● Task:
Your answer must be every line of the data that holds the string "statue".

● Data records:
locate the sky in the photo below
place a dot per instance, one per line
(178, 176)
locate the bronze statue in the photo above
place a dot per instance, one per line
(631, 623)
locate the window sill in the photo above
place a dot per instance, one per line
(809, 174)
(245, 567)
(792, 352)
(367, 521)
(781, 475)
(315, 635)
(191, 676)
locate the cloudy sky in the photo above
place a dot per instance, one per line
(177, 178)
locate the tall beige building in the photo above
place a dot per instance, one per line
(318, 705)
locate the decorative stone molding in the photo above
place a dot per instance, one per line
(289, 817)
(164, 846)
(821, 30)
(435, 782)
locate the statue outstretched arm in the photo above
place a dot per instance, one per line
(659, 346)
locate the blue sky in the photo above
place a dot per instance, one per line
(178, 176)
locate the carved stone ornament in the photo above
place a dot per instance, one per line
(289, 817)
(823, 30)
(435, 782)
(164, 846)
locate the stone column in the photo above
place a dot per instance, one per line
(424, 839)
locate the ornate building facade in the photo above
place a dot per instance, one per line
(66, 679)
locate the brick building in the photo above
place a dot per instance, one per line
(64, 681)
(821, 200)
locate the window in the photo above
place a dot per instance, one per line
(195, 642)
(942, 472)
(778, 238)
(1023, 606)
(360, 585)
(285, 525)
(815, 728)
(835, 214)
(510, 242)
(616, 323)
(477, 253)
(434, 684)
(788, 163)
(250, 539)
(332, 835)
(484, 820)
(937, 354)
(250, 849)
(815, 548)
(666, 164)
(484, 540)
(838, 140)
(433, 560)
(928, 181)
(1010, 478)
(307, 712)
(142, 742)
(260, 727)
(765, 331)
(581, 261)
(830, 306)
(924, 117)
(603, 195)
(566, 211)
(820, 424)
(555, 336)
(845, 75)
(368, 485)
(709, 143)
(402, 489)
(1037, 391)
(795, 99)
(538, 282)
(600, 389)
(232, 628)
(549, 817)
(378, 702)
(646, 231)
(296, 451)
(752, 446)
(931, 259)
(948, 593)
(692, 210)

● Response to this exercise:
locate the bronze statue in the photo above
locate the statue outstretched arm in the photo above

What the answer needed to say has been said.